OBJETIVO A:
Transcreva com exatidão o trecho do texto sobre os segredos de cozinha da família, desde “Recordo-lhe bem o” até “da minha cozinha.”, inclusive.

TEXTO EXTRAÍDO:
Recordo-lhe bem o sabor adocicado que dissimulava o agre do repolho cozido. Era o segredo da minha avó. O mesmo golpe de mestria que aplicava nas ervilhas com ovos escalfados e adocicava o sabor dos pratos: “uma pitadinha de açúcar”. Um segredo que aprendera com a sua mãe, tal como outros que se foram transmitindo entre as mulheres da família, partilhados ao fogão, entre a preparação de uma refeição. Segredos que aprendi e segui. Até hoje. E que são, no fundo, os alicerces da minha cozinha.

Com a avó Natalinha descobri os sabores da sopa de cozido de grão com repolho, do coelho estufado, das favas sapatadas com carapau frito, da vitela estufada com cenoura, dos pimentos assados na grelha em dia de peixe grelhado no carvão. Do doce de tomate e dos bolinhos de chuva que à sua maneira moldava como argolinhas. Com o avô João aprendi a fazer a salada miúda com pão duro e bagos de uvas pretas e um bacalhau às camadas, tudo com os vegetais que plantava e colhia no seu pequeno pedaço de terra. Ele ensinou-me também o quão reconfortante e saboroso pode ser uma fatia de pão de véspera com manteiga, molhada numa chávena de leite com café acabado de fazer. Tão reconfortante como a fatia de pão com manteiga e açúcar que a bisavó Laurinda me preparava todas as tardes ao sol posto.

[Registos guardados]
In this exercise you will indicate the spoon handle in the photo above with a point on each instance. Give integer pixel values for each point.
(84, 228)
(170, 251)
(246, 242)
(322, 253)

OBJETIVO B:
Extraia dos registos todas as linhas que contêm a palavra “exercise”, respeitando a distinção entre maiúsculas e minúsculas.

RESPOSTA FINAL A:
Recordo-lhe bem o sabor adocicado que dissimulava o agre do repolho cozido. Era o segredo da minha avó. O mesmo golpe de mestria que aplicava nas ervilhas com ovos escalfados e adocicava o sabor dos pratos: “uma pitadinha de açúcar”. Um segredo que aprendera com a sua mãe, tal como outros que se foram transmitindo entre as mulheres da família, partilhados ao fogão, entre a preparação de uma refeição. Segredos que aprendi e segui. Até hoje. E que são, no fundo, os alicerces da minha cozinha.

RESPOSTA FINAL B:
In this exercise you will indicate the spoon handle in the photo above with a point on each instance. Give integer pixel values for each point.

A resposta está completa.